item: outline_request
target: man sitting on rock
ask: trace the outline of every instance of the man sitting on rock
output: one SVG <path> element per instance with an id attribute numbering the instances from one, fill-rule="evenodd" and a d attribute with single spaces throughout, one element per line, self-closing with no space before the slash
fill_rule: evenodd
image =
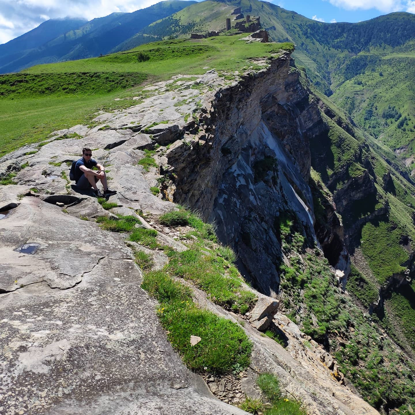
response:
<path id="1" fill-rule="evenodd" d="M 105 169 L 96 160 L 91 159 L 92 151 L 90 149 L 85 147 L 82 149 L 82 158 L 80 159 L 75 165 L 74 176 L 75 183 L 80 189 L 94 188 L 95 195 L 97 197 L 105 197 L 111 195 L 115 195 L 117 192 L 108 188 L 107 184 L 107 176 Z M 96 167 L 98 170 L 94 171 L 93 167 Z M 97 187 L 98 180 L 104 187 L 104 193 L 101 193 Z"/>

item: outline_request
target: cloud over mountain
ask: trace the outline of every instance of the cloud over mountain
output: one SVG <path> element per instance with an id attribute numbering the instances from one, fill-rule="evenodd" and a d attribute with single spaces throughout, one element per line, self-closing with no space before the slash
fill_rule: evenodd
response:
<path id="1" fill-rule="evenodd" d="M 0 0 L 0 44 L 31 30 L 49 19 L 69 16 L 90 20 L 114 12 L 131 12 L 157 0 Z"/>

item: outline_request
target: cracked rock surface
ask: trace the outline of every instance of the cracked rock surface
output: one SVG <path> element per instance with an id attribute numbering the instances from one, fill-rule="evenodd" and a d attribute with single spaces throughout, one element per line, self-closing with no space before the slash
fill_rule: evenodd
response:
<path id="1" fill-rule="evenodd" d="M 173 350 L 122 235 L 19 203 L 0 222 L 0 413 L 245 413 Z"/>
<path id="2" fill-rule="evenodd" d="M 378 413 L 334 378 L 317 356 L 321 351 L 309 352 L 298 327 L 282 318 L 274 318 L 273 324 L 283 328 L 289 341 L 286 350 L 263 337 L 247 315 L 244 330 L 254 344 L 249 370 L 253 372 L 252 378 L 247 384 L 237 382 L 228 387 L 226 382 L 221 384 L 222 379 L 210 378 L 210 390 L 201 378 L 186 368 L 167 341 L 155 313 L 156 303 L 140 288 L 142 272 L 124 243 L 125 235 L 81 220 L 120 213 L 139 217 L 142 210 L 151 214 L 146 217 L 152 221 L 175 206 L 162 200 L 162 194 L 165 199 L 172 200 L 174 197 L 208 216 L 215 200 L 212 189 L 219 183 L 208 186 L 213 179 L 206 178 L 212 175 L 207 167 L 215 159 L 211 159 L 209 149 L 220 154 L 217 144 L 229 136 L 207 134 L 199 128 L 206 126 L 196 120 L 203 115 L 202 109 L 205 115 L 217 110 L 215 100 L 217 104 L 227 90 L 234 91 L 237 98 L 243 93 L 243 84 L 239 91 L 237 82 L 227 83 L 235 87 L 231 91 L 222 88 L 227 83 L 212 70 L 200 77 L 173 77 L 146 88 L 148 96 L 141 103 L 100 114 L 93 128 L 78 125 L 55 132 L 42 146 L 31 144 L 0 159 L 0 178 L 17 173 L 13 178 L 16 185 L 0 186 L 0 214 L 7 212 L 0 215 L 1 415 L 238 415 L 246 413 L 216 399 L 210 391 L 214 385 L 218 383 L 217 389 L 222 395 L 217 396 L 220 399 L 240 403 L 242 393 L 250 395 L 255 374 L 264 371 L 278 375 L 286 389 L 303 400 L 310 414 Z M 247 110 L 238 116 L 242 126 L 255 122 L 253 112 L 244 118 L 242 114 L 248 112 Z M 229 119 L 224 124 L 225 130 L 230 131 L 233 119 Z M 213 127 L 209 127 L 211 132 Z M 70 138 L 74 133 L 76 136 Z M 287 140 L 290 145 L 295 141 Z M 232 142 L 225 144 L 221 161 L 236 148 Z M 67 179 L 71 162 L 79 158 L 84 146 L 93 149 L 94 158 L 107 170 L 110 186 L 117 190 L 109 200 L 117 205 L 111 211 Z M 155 150 L 158 166 L 148 171 L 137 164 L 146 149 Z M 299 178 L 305 168 L 297 163 L 298 168 L 292 169 L 297 169 Z M 292 161 L 289 164 L 294 166 Z M 232 190 L 235 182 L 244 194 L 245 179 L 251 177 L 251 172 L 249 176 L 248 170 L 235 166 L 229 171 L 232 174 L 227 188 Z M 158 179 L 164 176 L 169 180 L 163 185 Z M 285 181 L 288 188 L 290 183 Z M 161 194 L 155 195 L 150 187 L 158 183 Z M 256 198 L 263 195 L 262 203 L 266 204 L 269 190 L 263 188 L 256 186 Z M 225 190 L 221 190 L 215 211 L 230 217 L 234 211 L 229 206 L 240 204 L 227 202 Z M 252 200 L 256 200 L 253 197 Z M 294 201 L 299 206 L 299 199 Z M 62 205 L 63 209 L 59 207 Z M 140 220 L 144 227 L 158 231 L 160 244 L 176 250 L 187 249 L 178 240 L 183 235 L 177 229 Z M 263 240 L 262 229 L 266 227 L 260 229 L 257 239 Z M 188 230 L 183 229 L 184 234 Z M 228 237 L 235 234 L 229 232 Z M 270 246 L 278 244 L 276 239 L 270 242 Z M 129 246 L 149 253 L 134 243 Z M 167 260 L 161 252 L 153 259 L 155 268 Z M 251 263 L 254 266 L 256 263 L 253 260 Z M 205 293 L 197 292 L 201 306 L 239 321 L 210 302 Z M 330 360 L 324 358 L 326 362 Z M 333 366 L 334 370 L 334 364 Z"/>

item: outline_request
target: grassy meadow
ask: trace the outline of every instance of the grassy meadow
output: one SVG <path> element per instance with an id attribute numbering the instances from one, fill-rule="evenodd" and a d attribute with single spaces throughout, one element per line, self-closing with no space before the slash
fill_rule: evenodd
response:
<path id="1" fill-rule="evenodd" d="M 0 76 L 0 156 L 54 130 L 88 124 L 93 114 L 130 106 L 116 98 L 139 96 L 149 82 L 204 68 L 241 70 L 249 59 L 269 56 L 291 44 L 248 44 L 244 35 L 178 39 L 141 45 L 127 52 L 38 65 L 24 73 Z"/>

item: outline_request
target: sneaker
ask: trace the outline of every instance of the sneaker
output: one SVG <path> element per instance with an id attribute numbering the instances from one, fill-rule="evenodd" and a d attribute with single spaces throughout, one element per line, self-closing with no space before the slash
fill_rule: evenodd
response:
<path id="1" fill-rule="evenodd" d="M 116 190 L 111 190 L 111 189 L 107 189 L 104 190 L 104 196 L 110 196 L 111 195 L 115 195 L 117 193 Z"/>

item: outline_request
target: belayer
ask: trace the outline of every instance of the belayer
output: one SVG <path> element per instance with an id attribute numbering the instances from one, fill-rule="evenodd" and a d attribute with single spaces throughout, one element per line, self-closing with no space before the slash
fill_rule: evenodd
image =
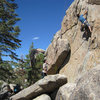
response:
<path id="1" fill-rule="evenodd" d="M 81 15 L 77 14 L 77 17 L 78 17 L 79 21 L 82 23 L 82 27 L 88 26 L 89 31 L 92 32 L 90 24 L 89 24 L 88 21 L 84 18 L 84 16 L 85 16 L 86 14 L 87 14 L 87 11 L 85 11 L 84 14 L 81 14 Z"/>

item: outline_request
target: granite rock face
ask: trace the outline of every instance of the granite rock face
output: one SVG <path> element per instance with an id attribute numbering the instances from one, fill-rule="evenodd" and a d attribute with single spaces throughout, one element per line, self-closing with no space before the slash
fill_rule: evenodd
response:
<path id="1" fill-rule="evenodd" d="M 76 84 L 67 83 L 59 88 L 55 100 L 70 100 L 69 97 L 72 94 Z"/>
<path id="2" fill-rule="evenodd" d="M 33 100 L 51 100 L 51 98 L 47 94 L 42 94 Z"/>
<path id="3" fill-rule="evenodd" d="M 88 3 L 100 5 L 100 0 L 88 0 Z"/>
<path id="4" fill-rule="evenodd" d="M 51 93 L 67 83 L 64 75 L 48 75 L 11 97 L 11 100 L 31 100 L 41 94 Z"/>
<path id="5" fill-rule="evenodd" d="M 49 63 L 48 74 L 56 74 L 70 52 L 68 40 L 61 39 L 60 36 L 61 31 L 58 31 L 46 51 L 46 60 Z"/>
<path id="6" fill-rule="evenodd" d="M 74 0 L 72 5 L 66 11 L 66 15 L 62 21 L 61 30 L 56 33 L 53 42 L 47 49 L 47 61 L 50 74 L 55 74 L 55 70 L 60 74 L 64 74 L 68 78 L 68 82 L 75 82 L 75 80 L 84 74 L 86 71 L 100 64 L 100 0 Z M 92 33 L 88 28 L 81 30 L 81 22 L 77 18 L 77 14 L 83 14 L 87 10 L 86 19 L 89 22 Z M 59 65 L 58 60 L 62 60 L 55 52 L 57 49 L 58 40 L 68 41 L 70 49 L 66 49 L 66 57 Z M 60 42 L 59 42 L 60 43 Z M 59 44 L 58 43 L 58 44 Z M 65 44 L 67 42 L 63 42 Z M 55 46 L 55 45 L 56 46 Z M 55 48 L 53 48 L 55 47 Z M 63 46 L 60 45 L 59 50 Z M 70 52 L 69 52 L 70 51 Z M 61 53 L 61 52 L 60 52 Z M 62 57 L 65 56 L 62 54 Z M 51 57 L 50 57 L 51 55 Z M 60 55 L 60 54 L 59 54 Z M 70 56 L 69 56 L 70 55 Z M 57 66 L 53 66 L 53 65 Z M 56 71 L 57 73 L 57 71 Z"/>
<path id="7" fill-rule="evenodd" d="M 100 100 L 100 65 L 78 80 L 70 100 Z"/>

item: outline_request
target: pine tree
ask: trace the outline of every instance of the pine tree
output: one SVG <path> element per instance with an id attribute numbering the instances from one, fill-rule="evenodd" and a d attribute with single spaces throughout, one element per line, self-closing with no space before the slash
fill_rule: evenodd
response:
<path id="1" fill-rule="evenodd" d="M 20 20 L 15 13 L 17 8 L 15 0 L 0 0 L 0 80 L 7 82 L 14 74 L 11 63 L 4 61 L 3 56 L 19 60 L 14 52 L 21 45 L 20 29 L 15 25 Z"/>
<path id="2" fill-rule="evenodd" d="M 15 26 L 20 20 L 15 10 L 18 8 L 15 0 L 0 0 L 0 56 L 18 59 L 14 50 L 20 47 L 18 39 L 20 29 Z"/>

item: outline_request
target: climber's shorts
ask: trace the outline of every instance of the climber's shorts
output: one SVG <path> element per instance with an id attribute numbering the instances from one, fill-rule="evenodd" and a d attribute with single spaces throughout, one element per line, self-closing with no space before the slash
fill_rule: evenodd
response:
<path id="1" fill-rule="evenodd" d="M 90 26 L 90 24 L 88 23 L 88 21 L 84 22 L 85 25 Z"/>

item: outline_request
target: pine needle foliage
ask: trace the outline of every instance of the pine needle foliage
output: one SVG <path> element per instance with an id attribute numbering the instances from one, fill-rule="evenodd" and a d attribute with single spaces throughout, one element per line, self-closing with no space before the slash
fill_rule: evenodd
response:
<path id="1" fill-rule="evenodd" d="M 15 13 L 17 8 L 15 0 L 0 0 L 0 56 L 18 60 L 14 52 L 21 45 L 18 39 L 20 29 L 15 25 L 20 20 Z"/>

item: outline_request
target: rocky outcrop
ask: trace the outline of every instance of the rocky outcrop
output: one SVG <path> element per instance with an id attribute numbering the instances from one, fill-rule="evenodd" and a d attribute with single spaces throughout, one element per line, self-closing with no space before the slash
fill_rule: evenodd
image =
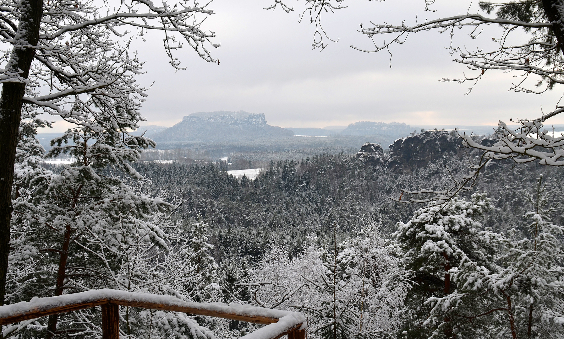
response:
<path id="1" fill-rule="evenodd" d="M 461 139 L 446 131 L 427 131 L 398 139 L 390 145 L 386 166 L 395 172 L 409 172 L 440 159 L 448 151 L 460 151 Z"/>
<path id="2" fill-rule="evenodd" d="M 171 127 L 148 136 L 157 142 L 248 142 L 289 138 L 291 131 L 266 123 L 265 115 L 244 111 L 198 112 Z"/>
<path id="3" fill-rule="evenodd" d="M 239 112 L 236 112 L 239 113 Z M 246 113 L 246 112 L 244 112 Z M 202 123 L 204 122 L 229 124 L 232 126 L 266 126 L 266 119 L 263 114 L 254 114 L 247 113 L 246 115 L 216 114 L 201 116 L 194 114 L 185 115 L 182 122 L 188 123 Z"/>
<path id="4" fill-rule="evenodd" d="M 410 172 L 440 159 L 448 152 L 461 154 L 461 139 L 446 131 L 428 131 L 396 140 L 386 154 L 377 144 L 367 142 L 356 153 L 359 160 L 387 167 L 396 173 Z"/>
<path id="5" fill-rule="evenodd" d="M 378 144 L 366 142 L 356 153 L 356 158 L 373 166 L 384 167 L 386 165 L 386 154 Z"/>

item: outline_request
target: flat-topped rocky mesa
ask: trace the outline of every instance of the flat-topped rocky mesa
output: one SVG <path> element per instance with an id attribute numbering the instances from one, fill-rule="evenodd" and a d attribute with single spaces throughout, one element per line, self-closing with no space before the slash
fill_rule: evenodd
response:
<path id="1" fill-rule="evenodd" d="M 461 139 L 446 131 L 427 131 L 397 139 L 386 154 L 378 144 L 362 145 L 356 158 L 374 166 L 386 167 L 396 173 L 409 173 L 442 158 L 447 152 L 461 154 Z"/>
<path id="2" fill-rule="evenodd" d="M 197 112 L 148 136 L 158 142 L 233 142 L 290 137 L 290 131 L 266 123 L 265 115 L 244 111 Z"/>

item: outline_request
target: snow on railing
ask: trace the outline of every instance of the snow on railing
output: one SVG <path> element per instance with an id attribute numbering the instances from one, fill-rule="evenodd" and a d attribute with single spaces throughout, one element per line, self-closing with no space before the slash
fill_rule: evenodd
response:
<path id="1" fill-rule="evenodd" d="M 34 297 L 29 301 L 0 306 L 0 325 L 71 311 L 102 306 L 103 337 L 119 338 L 119 305 L 182 312 L 240 320 L 266 326 L 244 336 L 246 339 L 305 339 L 306 319 L 301 313 L 221 302 L 183 301 L 172 296 L 104 288 L 56 297 Z"/>

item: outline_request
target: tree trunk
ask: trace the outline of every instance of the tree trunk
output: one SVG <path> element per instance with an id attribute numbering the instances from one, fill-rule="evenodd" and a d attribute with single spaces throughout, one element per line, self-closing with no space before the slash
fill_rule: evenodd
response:
<path id="1" fill-rule="evenodd" d="M 21 0 L 20 21 L 7 68 L 14 74 L 13 82 L 5 82 L 0 96 L 0 305 L 4 304 L 6 275 L 10 252 L 10 221 L 12 217 L 12 184 L 17 133 L 21 116 L 22 98 L 29 74 L 36 46 L 39 41 L 43 2 Z"/>
<path id="2" fill-rule="evenodd" d="M 533 307 L 533 304 L 531 304 L 531 306 L 529 307 L 529 322 L 528 325 L 527 327 L 527 337 L 530 339 L 531 338 L 531 331 L 532 328 L 532 311 L 534 310 Z"/>
<path id="3" fill-rule="evenodd" d="M 59 270 L 57 271 L 57 282 L 55 287 L 55 295 L 60 296 L 64 291 L 65 277 L 67 273 L 67 260 L 69 256 L 69 245 L 70 243 L 70 235 L 72 230 L 70 226 L 67 225 L 65 229 L 64 240 L 63 241 L 63 247 L 59 252 L 60 258 L 59 260 Z M 57 322 L 59 320 L 58 314 L 49 316 L 49 322 L 47 325 L 47 339 L 52 339 L 55 336 L 57 330 Z"/>
<path id="4" fill-rule="evenodd" d="M 552 31 L 561 52 L 564 51 L 564 0 L 543 0 L 543 8 L 552 23 Z"/>
<path id="5" fill-rule="evenodd" d="M 505 292 L 501 291 L 507 299 L 507 313 L 509 316 L 509 327 L 511 328 L 511 336 L 513 339 L 517 339 L 517 328 L 515 326 L 515 318 L 513 316 L 513 310 L 511 306 L 511 296 L 506 295 Z"/>

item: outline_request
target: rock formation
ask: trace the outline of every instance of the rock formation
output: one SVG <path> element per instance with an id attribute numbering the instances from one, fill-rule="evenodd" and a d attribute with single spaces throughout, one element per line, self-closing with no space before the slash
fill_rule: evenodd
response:
<path id="1" fill-rule="evenodd" d="M 373 165 L 386 166 L 396 173 L 410 172 L 417 167 L 440 159 L 452 151 L 461 154 L 461 139 L 446 131 L 427 131 L 396 140 L 390 145 L 386 154 L 377 144 L 367 142 L 362 145 L 356 158 Z"/>

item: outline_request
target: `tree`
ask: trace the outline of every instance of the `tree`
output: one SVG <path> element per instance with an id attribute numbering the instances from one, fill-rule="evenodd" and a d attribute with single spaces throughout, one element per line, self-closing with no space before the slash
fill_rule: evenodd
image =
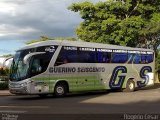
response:
<path id="1" fill-rule="evenodd" d="M 106 0 L 73 3 L 69 10 L 84 20 L 79 39 L 154 50 L 160 44 L 160 0 Z"/>
<path id="2" fill-rule="evenodd" d="M 27 42 L 26 44 L 32 44 L 32 43 L 42 42 L 42 41 L 47 41 L 47 40 L 71 40 L 71 41 L 75 41 L 77 39 L 74 38 L 74 37 L 49 38 L 48 36 L 40 36 L 39 40 L 31 40 L 31 41 Z"/>

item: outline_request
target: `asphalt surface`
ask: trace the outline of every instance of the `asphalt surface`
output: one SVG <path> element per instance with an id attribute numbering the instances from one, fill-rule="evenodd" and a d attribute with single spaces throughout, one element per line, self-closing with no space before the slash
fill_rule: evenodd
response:
<path id="1" fill-rule="evenodd" d="M 131 93 L 90 92 L 64 98 L 0 96 L 0 120 L 160 119 L 160 87 Z M 136 120 L 136 119 L 135 119 Z"/>

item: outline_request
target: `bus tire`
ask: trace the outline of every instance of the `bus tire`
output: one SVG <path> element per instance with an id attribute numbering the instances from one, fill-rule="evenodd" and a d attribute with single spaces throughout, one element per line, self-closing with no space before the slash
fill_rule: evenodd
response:
<path id="1" fill-rule="evenodd" d="M 67 85 L 65 83 L 58 83 L 54 88 L 54 94 L 57 97 L 63 97 L 67 94 Z"/>
<path id="2" fill-rule="evenodd" d="M 128 80 L 124 92 L 133 92 L 135 91 L 135 82 L 133 80 Z"/>

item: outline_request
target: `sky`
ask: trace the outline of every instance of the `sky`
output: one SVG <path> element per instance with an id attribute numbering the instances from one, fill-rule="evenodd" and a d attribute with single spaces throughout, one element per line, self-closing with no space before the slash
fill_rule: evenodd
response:
<path id="1" fill-rule="evenodd" d="M 67 7 L 84 1 L 0 0 L 0 55 L 14 54 L 27 41 L 42 35 L 75 37 L 75 28 L 82 19 Z"/>

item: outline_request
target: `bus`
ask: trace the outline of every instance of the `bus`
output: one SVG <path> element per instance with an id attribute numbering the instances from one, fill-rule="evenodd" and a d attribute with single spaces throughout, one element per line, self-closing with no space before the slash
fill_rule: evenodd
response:
<path id="1" fill-rule="evenodd" d="M 48 40 L 16 51 L 10 72 L 13 94 L 58 97 L 67 93 L 154 84 L 154 51 L 83 41 Z"/>

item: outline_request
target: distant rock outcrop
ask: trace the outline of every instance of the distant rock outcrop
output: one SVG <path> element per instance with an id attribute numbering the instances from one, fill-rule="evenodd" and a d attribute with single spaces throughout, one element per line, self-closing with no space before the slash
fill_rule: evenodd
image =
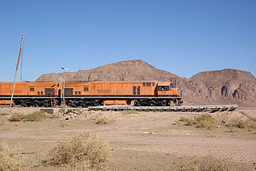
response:
<path id="1" fill-rule="evenodd" d="M 44 74 L 37 82 L 61 81 L 63 73 Z M 184 105 L 238 104 L 256 106 L 256 78 L 250 72 L 224 69 L 200 72 L 189 79 L 137 60 L 108 64 L 90 70 L 66 72 L 66 81 L 172 81 L 182 90 Z"/>

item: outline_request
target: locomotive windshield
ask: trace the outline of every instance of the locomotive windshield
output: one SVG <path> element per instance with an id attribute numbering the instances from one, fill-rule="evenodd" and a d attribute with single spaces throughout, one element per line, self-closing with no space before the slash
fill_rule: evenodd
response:
<path id="1" fill-rule="evenodd" d="M 173 83 L 171 83 L 170 84 L 170 88 L 175 88 L 175 86 L 173 85 Z"/>
<path id="2" fill-rule="evenodd" d="M 158 91 L 169 91 L 169 86 L 158 86 Z"/>

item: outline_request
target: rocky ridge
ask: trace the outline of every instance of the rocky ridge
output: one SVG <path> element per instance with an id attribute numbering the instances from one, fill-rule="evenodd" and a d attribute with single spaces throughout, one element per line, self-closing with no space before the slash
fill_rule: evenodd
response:
<path id="1" fill-rule="evenodd" d="M 63 73 L 44 74 L 36 81 L 61 81 Z M 172 81 L 182 90 L 184 105 L 238 104 L 256 106 L 256 78 L 234 69 L 203 71 L 187 79 L 137 60 L 108 64 L 90 70 L 66 72 L 66 81 Z"/>

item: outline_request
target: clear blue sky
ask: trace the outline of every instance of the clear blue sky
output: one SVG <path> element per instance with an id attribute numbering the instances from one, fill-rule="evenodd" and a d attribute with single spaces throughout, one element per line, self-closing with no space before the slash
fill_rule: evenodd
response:
<path id="1" fill-rule="evenodd" d="M 137 59 L 186 77 L 256 76 L 255 0 L 1 0 L 0 21 L 0 81 L 14 79 L 22 34 L 29 81 Z"/>

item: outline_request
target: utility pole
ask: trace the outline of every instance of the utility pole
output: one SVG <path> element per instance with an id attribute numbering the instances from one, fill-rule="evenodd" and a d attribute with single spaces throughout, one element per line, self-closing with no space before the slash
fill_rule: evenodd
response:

────

_Problem requirements_
Which lines in the material above contain the string "meadow"? Gather all of them, treating uppercase and lowercase as different.

_Complete response_
target: grassy meadow
ask: trace the outline of every instance of the grassy meadow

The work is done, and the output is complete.